Task goal
Copy out the lines of the records word for word, starting at the line containing "Tag the bleacher" and ending at the line containing "[(677, 577)]", with both of those lines included.

[Source records]
+===+
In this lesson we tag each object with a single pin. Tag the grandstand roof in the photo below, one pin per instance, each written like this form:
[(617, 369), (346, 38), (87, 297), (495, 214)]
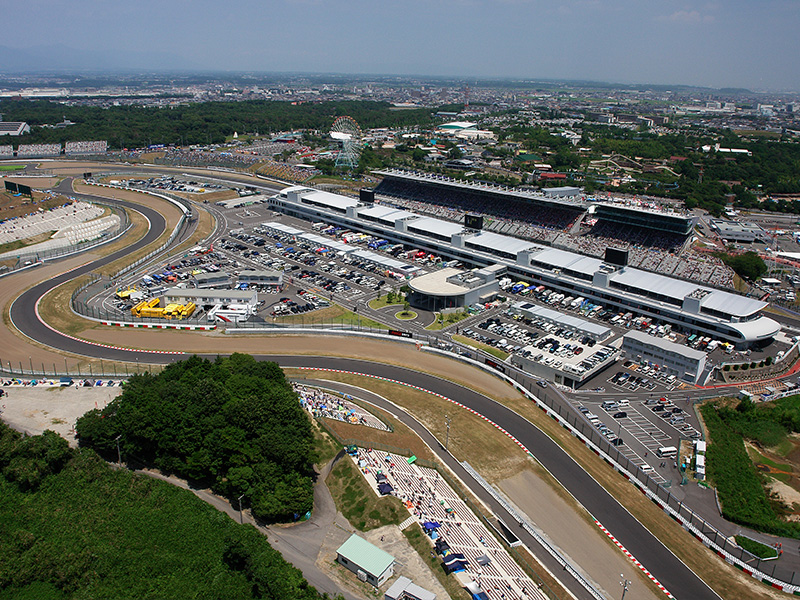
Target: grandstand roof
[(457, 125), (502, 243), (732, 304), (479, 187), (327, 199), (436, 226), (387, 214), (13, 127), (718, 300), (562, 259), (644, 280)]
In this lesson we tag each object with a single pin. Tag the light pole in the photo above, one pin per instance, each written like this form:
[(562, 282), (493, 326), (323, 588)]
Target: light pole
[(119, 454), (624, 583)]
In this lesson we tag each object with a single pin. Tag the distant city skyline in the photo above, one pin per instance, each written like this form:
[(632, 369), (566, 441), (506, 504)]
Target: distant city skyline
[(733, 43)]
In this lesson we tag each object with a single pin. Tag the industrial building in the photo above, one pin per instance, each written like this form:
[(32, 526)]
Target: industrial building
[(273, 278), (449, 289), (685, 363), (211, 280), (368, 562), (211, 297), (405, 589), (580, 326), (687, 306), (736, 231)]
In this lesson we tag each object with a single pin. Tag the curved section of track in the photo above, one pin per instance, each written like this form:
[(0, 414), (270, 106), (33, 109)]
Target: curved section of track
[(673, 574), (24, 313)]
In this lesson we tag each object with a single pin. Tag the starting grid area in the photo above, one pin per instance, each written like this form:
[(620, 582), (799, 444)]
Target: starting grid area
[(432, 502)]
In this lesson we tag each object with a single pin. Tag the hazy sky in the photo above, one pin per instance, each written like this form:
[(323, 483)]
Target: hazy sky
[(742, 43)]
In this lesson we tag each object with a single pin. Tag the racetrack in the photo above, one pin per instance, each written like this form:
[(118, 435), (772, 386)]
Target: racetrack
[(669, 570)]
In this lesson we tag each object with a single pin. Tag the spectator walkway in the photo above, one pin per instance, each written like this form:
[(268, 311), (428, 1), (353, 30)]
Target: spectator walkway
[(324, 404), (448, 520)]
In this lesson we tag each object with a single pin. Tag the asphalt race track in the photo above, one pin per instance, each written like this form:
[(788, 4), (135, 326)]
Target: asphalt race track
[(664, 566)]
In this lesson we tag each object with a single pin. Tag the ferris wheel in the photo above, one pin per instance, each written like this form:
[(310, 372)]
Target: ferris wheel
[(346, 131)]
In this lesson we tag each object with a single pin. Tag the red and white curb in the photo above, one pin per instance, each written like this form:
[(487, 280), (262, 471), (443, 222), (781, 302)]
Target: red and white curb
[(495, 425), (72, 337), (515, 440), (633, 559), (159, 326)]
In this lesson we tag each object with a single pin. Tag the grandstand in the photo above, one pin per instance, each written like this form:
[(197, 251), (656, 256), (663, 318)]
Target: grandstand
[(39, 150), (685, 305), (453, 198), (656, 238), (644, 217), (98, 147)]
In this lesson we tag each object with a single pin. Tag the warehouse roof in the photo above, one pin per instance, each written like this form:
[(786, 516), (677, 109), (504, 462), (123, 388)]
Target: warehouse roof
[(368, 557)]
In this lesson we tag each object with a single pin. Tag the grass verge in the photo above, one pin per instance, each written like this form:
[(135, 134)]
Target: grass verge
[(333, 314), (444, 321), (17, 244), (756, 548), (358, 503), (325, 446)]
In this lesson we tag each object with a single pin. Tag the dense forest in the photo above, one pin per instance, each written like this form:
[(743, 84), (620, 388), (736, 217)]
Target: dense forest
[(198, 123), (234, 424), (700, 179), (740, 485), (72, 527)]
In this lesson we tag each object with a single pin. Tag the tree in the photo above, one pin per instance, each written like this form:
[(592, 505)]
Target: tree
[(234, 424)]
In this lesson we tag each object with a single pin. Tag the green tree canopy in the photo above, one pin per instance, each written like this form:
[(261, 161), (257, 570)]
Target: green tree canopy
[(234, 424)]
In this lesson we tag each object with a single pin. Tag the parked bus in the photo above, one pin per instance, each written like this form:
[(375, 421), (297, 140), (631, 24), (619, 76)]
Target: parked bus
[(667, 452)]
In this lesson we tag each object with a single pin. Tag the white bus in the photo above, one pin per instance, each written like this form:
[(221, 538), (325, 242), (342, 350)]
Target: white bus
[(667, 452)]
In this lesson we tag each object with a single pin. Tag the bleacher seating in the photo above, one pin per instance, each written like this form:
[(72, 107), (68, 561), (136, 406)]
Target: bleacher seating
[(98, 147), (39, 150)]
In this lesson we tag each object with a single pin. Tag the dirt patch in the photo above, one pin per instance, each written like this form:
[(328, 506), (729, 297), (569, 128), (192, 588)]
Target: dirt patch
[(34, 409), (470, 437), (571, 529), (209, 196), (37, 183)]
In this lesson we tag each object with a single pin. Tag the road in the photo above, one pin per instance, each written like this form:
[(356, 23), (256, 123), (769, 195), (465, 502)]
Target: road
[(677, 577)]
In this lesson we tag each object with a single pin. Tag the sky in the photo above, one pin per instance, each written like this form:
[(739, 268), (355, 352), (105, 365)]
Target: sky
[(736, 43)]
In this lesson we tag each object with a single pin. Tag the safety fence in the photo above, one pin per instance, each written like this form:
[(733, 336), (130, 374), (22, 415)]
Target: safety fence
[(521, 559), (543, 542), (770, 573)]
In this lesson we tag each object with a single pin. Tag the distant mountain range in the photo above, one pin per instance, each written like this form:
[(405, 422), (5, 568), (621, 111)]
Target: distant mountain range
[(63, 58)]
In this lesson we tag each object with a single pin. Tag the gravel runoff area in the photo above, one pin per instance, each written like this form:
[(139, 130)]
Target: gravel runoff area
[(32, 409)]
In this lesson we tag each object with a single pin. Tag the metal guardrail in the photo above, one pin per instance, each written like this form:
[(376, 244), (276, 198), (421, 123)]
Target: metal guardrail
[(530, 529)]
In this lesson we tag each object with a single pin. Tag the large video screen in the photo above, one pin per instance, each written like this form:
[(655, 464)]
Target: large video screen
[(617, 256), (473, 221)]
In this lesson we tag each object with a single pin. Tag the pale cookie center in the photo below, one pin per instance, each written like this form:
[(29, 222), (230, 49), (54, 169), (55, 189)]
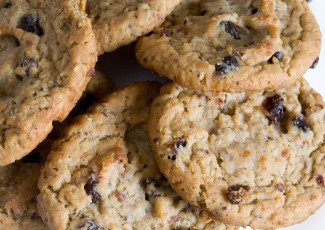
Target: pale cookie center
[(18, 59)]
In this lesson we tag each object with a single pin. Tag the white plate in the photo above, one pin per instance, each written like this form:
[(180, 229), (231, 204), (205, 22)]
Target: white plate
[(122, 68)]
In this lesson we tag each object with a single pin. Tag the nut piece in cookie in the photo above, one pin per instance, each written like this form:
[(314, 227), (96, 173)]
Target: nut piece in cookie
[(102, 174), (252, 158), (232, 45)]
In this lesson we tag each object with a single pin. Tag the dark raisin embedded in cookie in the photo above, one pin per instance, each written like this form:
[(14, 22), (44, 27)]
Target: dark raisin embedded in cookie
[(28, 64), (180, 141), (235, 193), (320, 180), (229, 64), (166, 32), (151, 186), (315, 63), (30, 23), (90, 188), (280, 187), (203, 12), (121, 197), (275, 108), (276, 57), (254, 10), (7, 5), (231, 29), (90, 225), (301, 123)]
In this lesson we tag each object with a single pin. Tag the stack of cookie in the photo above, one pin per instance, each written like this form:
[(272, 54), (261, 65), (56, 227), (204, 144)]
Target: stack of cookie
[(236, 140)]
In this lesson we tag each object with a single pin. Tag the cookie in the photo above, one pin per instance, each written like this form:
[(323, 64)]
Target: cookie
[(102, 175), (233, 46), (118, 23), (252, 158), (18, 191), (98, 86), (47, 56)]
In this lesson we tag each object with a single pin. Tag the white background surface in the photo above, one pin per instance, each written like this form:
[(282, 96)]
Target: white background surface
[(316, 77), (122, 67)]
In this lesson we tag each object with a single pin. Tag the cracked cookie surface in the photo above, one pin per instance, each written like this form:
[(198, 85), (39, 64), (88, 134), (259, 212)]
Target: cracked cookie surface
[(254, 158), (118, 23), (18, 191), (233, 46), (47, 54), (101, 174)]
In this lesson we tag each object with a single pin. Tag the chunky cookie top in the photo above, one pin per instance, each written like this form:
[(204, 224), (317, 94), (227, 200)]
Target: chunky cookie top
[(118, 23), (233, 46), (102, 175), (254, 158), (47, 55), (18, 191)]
+===+
Solved exercise
In this lesson we tag each object with a single pin. Tag the bleacher seating in the photo above, one pin per instance, each written like this form:
[(72, 107), (68, 561), (136, 406)]
Target: bleacher seating
[(98, 147), (39, 150)]
In this lesson we tag each object with a single pin. Tag the dirt patch in the photo above, one pin per instance, each written like this form:
[(328, 506), (729, 297), (569, 128), (192, 588)]
Target: dirt patch
[(34, 409), (470, 437), (571, 529), (209, 196), (37, 183)]
In this lesson we tag each object with a single pin. Tag the road in the photo above, one pin per instance, each written like this form:
[(356, 23), (256, 123), (769, 195), (465, 502)]
Target: road
[(677, 577)]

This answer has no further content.